• Page extract:
Begin
# Aloe Vera powder



## lisa101 (Jan 28, 2020)

Hi guys, I’m recently new to soaping and hope you can help with a question I’ve got. 
I have an order due in the next day or so with some Aloe Vera powder in it. From what I’ve read I need to add it at trace for cold process soaping. With it being water soluble do I dissolve it in a bit of distilled water before adding it or do I just add it as it is and then blend/mix?? T.I.A


----------



## atiz (Jan 28, 2020)

Hi, welcome to the forum.
Probably someone more knowledgeable will chime in, but as far as I know you can add it either after trace or when you dissolve the lye. If you first reconstitute the aloe powder with water, you basically get aloe juice, and you can just dissolve your lye in it. That's what I usually do, but am pretty sure that adding it at trace works too.


----------



## lisa101 (Jan 28, 2020)

Thanks for your reply atiz, that’s really helpful. That had crossed my mind, but I was worried about it scorching. 
If I did it that way would I need to freeze the aloe juice before using?


----------



## atiz (Jan 29, 2020)

lisa101 said:


> Thanks for your reply atiz, that’s really helpful. That had crossed my mind, but I was worried about it scorching.
> If I did it that way would I need to freeze the aloe juice before using?


In my experience aloe doesn't scorch. If you use aloe juice it is like dissolving the lye in water -- really easy. Let us know how it goes!


----------



## Todd Ziegler (Jan 29, 2020)

I really want to know how it works for you too. I am considering doing the same thing.


----------



## lisa101 (Jan 29, 2020)

atiz said:


> In my experience aloe doesn't scorch. If you use aloe juice it is like dissolving the lye in water -- really easy. Let us know how it goes!


I’m planning on having a go tomorrow, I’ll let you know how I get on. Thanks very much for your help


----------



## lisa101 (Jan 29, 2020)

Todd Ziegler said:


> I really want to know how it works for you too. I am considering doing the same thing.
End
• What to produce: In the forum thread on aloe vera powder, what does atiz say they usually do with the powder?

[Data extracted from a collection]
Begin
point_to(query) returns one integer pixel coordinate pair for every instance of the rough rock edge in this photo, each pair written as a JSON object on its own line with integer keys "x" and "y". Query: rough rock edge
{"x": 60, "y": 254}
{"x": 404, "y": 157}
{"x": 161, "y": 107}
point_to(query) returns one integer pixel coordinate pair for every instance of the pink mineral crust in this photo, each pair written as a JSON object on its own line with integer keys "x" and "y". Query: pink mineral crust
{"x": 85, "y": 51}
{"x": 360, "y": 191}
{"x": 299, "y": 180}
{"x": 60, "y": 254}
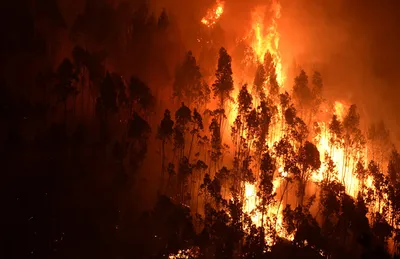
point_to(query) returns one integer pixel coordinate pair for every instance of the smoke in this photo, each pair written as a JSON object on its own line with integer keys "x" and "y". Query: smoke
End
• Output for this task: They reconstitute the aloe powder with water to make aloe juice, then dissolve the lye in it.